# EXERCISE
Repeat the data exactly, every last line of it.

[Opening DATASET CONTENT section]

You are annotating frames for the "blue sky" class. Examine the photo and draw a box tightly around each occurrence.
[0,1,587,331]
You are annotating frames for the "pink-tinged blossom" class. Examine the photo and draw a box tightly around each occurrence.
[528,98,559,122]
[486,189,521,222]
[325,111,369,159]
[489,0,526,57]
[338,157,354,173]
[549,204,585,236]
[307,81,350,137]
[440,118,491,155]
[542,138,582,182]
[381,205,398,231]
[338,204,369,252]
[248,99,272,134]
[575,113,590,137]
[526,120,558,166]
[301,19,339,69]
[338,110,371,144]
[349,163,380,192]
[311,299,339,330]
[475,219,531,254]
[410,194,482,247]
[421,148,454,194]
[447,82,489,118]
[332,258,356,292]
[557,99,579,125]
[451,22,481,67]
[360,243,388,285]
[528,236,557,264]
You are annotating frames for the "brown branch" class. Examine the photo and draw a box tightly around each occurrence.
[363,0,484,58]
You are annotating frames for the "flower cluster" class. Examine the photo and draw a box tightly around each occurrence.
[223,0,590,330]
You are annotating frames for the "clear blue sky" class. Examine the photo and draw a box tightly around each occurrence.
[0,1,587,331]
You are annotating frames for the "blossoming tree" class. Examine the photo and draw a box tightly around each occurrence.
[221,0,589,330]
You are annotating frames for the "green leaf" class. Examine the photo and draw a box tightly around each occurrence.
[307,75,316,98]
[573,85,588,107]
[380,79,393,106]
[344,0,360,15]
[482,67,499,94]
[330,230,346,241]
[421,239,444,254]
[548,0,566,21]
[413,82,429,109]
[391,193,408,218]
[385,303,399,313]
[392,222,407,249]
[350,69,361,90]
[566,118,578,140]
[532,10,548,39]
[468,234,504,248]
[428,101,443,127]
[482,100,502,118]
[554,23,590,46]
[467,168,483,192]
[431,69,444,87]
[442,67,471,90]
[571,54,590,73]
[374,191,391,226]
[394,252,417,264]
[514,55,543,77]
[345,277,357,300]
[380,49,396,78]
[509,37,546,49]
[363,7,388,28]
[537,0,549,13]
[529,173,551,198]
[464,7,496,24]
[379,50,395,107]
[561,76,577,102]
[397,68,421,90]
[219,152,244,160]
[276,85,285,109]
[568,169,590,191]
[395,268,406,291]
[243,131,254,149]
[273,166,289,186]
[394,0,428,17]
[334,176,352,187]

[Closing DATASET CONTENT section]

# RESPONSE BELOW
You are annotating frames for the "blue sky" class. Examine the photo and draw a box tightly around each occurrence.
[0,1,587,331]
You are annotating frames for the "pink-tinged blossom" class. Examine the photo and draw a box tightly around each occurrence.
[528,98,559,122]
[486,189,521,222]
[325,111,369,159]
[489,0,526,57]
[338,157,354,173]
[549,204,585,236]
[307,81,350,137]
[440,118,491,155]
[542,138,582,182]
[381,205,398,231]
[338,204,369,252]
[248,99,272,134]
[575,113,590,137]
[526,120,558,166]
[301,19,339,69]
[338,110,371,144]
[349,163,380,192]
[311,299,339,330]
[475,219,531,254]
[410,194,482,247]
[421,148,454,194]
[447,82,489,118]
[332,258,356,292]
[557,99,579,125]
[451,22,481,67]
[360,243,388,285]
[528,236,557,264]
You are annotating frames for the "brown branch" class. Examine the photo and draw a box tightly around each occurrence.
[363,0,484,58]
You are annotating frames for the "flower cluster" class. Examine the photo and draw a box tightly around each occurrence.
[223,0,590,330]
You are annotating frames for the "clear blue sky" class. Examine the photo and draw a box tightly around each occurrence.
[0,1,587,331]
You are annotating frames for the "blossoming tree" class. Examine the photo and draw a box tightly around each occurrence.
[221,0,589,330]
You are annotating frames for the "green leaf" class. Examine the photo and draw a box tightly around each occurrence.
[307,75,316,98]
[573,85,588,107]
[380,79,393,106]
[344,0,360,15]
[482,67,499,94]
[330,230,346,241]
[421,239,444,254]
[548,0,566,21]
[413,82,429,109]
[391,193,408,218]
[385,303,399,313]
[392,222,407,249]
[350,69,361,90]
[566,118,578,140]
[532,10,548,39]
[468,234,504,248]
[428,101,443,127]
[482,100,502,118]
[554,23,590,46]
[467,168,483,192]
[431,69,444,87]
[442,67,471,90]
[571,54,590,73]
[374,191,391,226]
[394,252,417,264]
[514,55,543,77]
[345,277,357,300]
[380,49,396,78]
[509,37,546,49]
[363,7,388,28]
[537,0,549,13]
[529,173,551,198]
[464,7,496,24]
[379,50,395,107]
[561,76,577,102]
[397,68,421,90]
[219,152,244,160]
[276,85,285,109]
[568,169,590,191]
[395,268,406,291]
[243,131,254,149]
[273,166,289,186]
[394,0,428,17]
[334,176,352,187]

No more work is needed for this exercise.